* What this exercise asks *
1/ Decide whether each statement agrees with the article on Google Glass for Parkinson's patients. Answer yes or no for each, quoting the words of the article that settle it: (a) Google donated five pairs of Glass to the researchers; (b) every volunteer in the group was over 50; (c) the findings will be presented at a conference in Toronto.
2/ Resume the article on Google Glass for Parkinson's patients, picking up after its final sentence.

* Excerpted passage *
________________________________________

Parkinson’s Patients May Retain Independence Using Google Glass
Enid Burns for redOrbit.com – Your Universe Online
Researchers as Newcastle University in the UK are studying how Google Glass can be used as an assistive aid to help people with Parkinson’s disease — the wearable technology might help patients retain their independence.
University researchers received five pairs of Google Glass as a donation from Google. The wearables allow researchers to test how people with long-term health conditions can use Glass. The University’s Digital Interaction Group in Culture Lab, a part of the School of Computing Science, has been working with a group of Parkinson’s volunteers between the ages of 46 and 70.
The research team initially focused on Glass acceptability within the group. Now that that focus has been met, the team is using the technology to provide discreet prompts linked to key behaviors typical of Parkinson’s. Glass is being used to remind patients to speak up, or to swallow in order to prevent drooling. The wearable device is also being used to serve reminder messages for a patient to take medication, or in advance of appointments.
The study was led by Dr. John Vines, PhD, student Roisin McNaney and Dr. Ivan Paliakov. Findings will be presented at the ACM Human Factors in Computing Systems (CHI) 2014 conference, which is taking place later this month in Toronto, Canada.
“Glass opens up a new space for exploring the design and development of wearable systems,” explains Dr Vines, in a statement from the University. Dr. Vines and his colleagues in Culture Lab are working on a number of projects investigating how technology can be used to support people in everyday life.
The group at Newcastle University are also looking into how the motion sensors on Glass can help people with Parkinson’s who exhibit a “freezing” behavior, which is caused by motor blocking. The researchers believe Glass might be able to trigger the motor back into action.

________________________________________

* Data supplied *
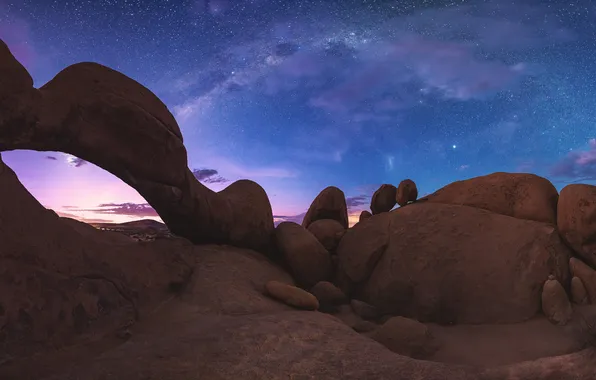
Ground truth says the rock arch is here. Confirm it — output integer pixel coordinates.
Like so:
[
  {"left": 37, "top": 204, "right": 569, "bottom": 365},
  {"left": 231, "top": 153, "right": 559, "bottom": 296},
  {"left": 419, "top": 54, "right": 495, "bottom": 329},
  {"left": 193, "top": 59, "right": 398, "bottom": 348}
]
[{"left": 0, "top": 40, "right": 274, "bottom": 252}]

________________________________________

* Responses in order *
1/
(a) Yes: "University researchers received five pairs of Google Glass as a donation from Google."
(b) No: "between the ages of 46 and 70."
(c) Yes: "which is taking place later this month in Toronto, Canada."

2/
Researchers are also building apps that address the needs of Parkinson’s patients.
“It is very early days – Glass is such new technology we are still learning how it might be used but the beauty of this research project is we are designing the apps and systems for Glass in collaboration with the users so the resulting applications should exactly meet their needs,” said Dr. Vines. “What was really encouraging from this early study was how well our volunteers took to the wearable technology and the fact that they could see the potential in it.”
A number of health-related applications have been identified for Google Glass. The wearable device can assist people with various conditions by allowing them to complete tasks that are otherwise difficult, or help change behaviors or send reminders to help patients stay on their treatment regimen.
In the UK more than 120,000 people suffer from Parkinson’s disease, the Daily Mail reports.
It is estimated that in the United States between 50,000 and 60,000 new cases are diagnosed each year, according to the National Parkinson Foundation.
The use of Google Glass to aid in treatment and allow patients to remain independent is a marked improvement in quality of life for Parkinson’s patients.